- _Task requirements_:
1 – Would you output everything in the profit margin analysis from "chi2 = ss.chi2_contingency(confusion_matrix)[0]" down to "total_occurrences = sum(x_counter.values())"?
2 – Answer these questions about the profit margin analysis:
(a) What other name is Theil's U referred to by?
(b) Cramér's V is based on a nominal variation of which test?
(c) Which Python module is imported under the alias ss?

As a reminder, the 2 questions we are trying to answer are the following :

  • What factors affect profit margin?
  • Is it possible to predict the sale price of a shoe at a given time?

Now that we have an idea on how our features behave. We're going to modelize the margin to see what features have an impact, and we're gonna make predictions on the sale price accordingly to the time. Let's see which features are to be taken in our models.

What factors affect profit margin?

Correlation analysis

Now that we have all our features, let's try to determine which features are the most significant for a good profit margin. Let's start by computing the correlation between our features, which is a measure of association between two features, wheter they're categorical or numerical. The features that have a too high or low correlation will be removed.

As you can see, we have categorical and numerical features in our dataset. This means we have to use specific methods in order to calculate the correlation between 2 features. The first method we could use is the cramer's V, which is based on a nominal variation of Pearson’s Chi-Square Test. Unfortunately, this method implies to loose part of the information since it's a symetrical method. This means that, given 2 variables x and y, cramers_v(x,y) = cramers_v(y,x). But it is not always true.

We need an asymmetric measure of association between categorical/Numerical features. And this is exactly what Theil’s U is. Theil’s U, also referred to as the Uncertainty Coefficient, is based on the conditional entropy between x and y — or in human language, given the value of x, how many possible states does y have, and how often do they occur.

In [33]:
import numpy as np
import scipy.stats as ss
import seaborn as sns
from dython.nominal import conditional_entropy
from collections import Counter

def cramers_v(x, y):
    confusion_matrix = pd.crosstab(x,y)
    chi2 = ss.chi2_contingency(confusion_matrix)[0]
    n = confusion_matrix.sum().sum()
    phi2 = chi2/n
    r,k = confusion_matrix.shape
    phi2corr = max(0, phi2-((k-1)*(r-1))/(n-1))
    rcorr = r-((r-1)**2)/(n-1)
    kcorr = k-((k-1)**2)/(n-1)
    return np.sqrt(phi2corr/min((kcorr-1),(rcorr-1)))

def theils_u(x, y):
    s_xy = conditional_entropy(x,y)
    x_counter = Counter(x)
    total_occurrences = sum(x_counter.values())

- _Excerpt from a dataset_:
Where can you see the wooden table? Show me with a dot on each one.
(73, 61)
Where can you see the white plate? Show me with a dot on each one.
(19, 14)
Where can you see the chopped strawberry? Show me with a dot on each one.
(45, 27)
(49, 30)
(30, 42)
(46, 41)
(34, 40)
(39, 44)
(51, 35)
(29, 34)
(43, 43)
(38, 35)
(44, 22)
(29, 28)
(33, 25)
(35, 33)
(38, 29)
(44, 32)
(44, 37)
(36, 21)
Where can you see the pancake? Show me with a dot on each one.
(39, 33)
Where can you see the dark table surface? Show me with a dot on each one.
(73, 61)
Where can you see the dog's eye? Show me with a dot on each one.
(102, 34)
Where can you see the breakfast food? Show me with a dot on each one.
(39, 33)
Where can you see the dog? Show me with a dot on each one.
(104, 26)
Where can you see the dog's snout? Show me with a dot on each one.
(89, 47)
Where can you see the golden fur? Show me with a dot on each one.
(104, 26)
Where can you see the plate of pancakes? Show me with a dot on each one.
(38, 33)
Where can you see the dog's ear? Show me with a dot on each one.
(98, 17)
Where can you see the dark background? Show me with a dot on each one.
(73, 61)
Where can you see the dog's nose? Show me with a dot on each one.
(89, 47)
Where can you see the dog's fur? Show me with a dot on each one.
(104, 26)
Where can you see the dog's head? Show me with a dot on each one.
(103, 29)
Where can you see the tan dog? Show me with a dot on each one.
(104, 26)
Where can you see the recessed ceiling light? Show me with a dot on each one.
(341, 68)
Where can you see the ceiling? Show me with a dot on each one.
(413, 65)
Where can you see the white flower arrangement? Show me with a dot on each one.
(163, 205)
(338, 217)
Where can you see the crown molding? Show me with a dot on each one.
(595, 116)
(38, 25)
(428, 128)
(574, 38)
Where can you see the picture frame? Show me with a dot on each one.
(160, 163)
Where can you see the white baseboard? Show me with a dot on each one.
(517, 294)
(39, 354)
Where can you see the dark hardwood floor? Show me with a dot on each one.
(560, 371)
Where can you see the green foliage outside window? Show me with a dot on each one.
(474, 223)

- _Set of answers_:
1 –
chi2 = ss.chi2_contingency(confusion_matrix)[0]
    n = confusion_matrix.sum().sum()
    phi2 = chi2/n
    r,k = confusion_matrix.shape
    phi2corr = max(0, phi2-((k-1)*(r-1))/(n-1))
    rcorr = r-((r-1)**2)/(n-1)
    kcorr = k-((k-1)**2)/(n-1)
    return np.sqrt(phi2corr/min((kcorr-1),(rcorr-1)))

def theils_u(x, y):
    s_xy = conditional_entropy(x,y)
    x_counter = Counter(x)
    total_occurrences = sum(x_counter.values())

2 –
(a) The Uncertainty Coefficient.
(b) Pearson's Chi-Square Test.
(c) scipy.stats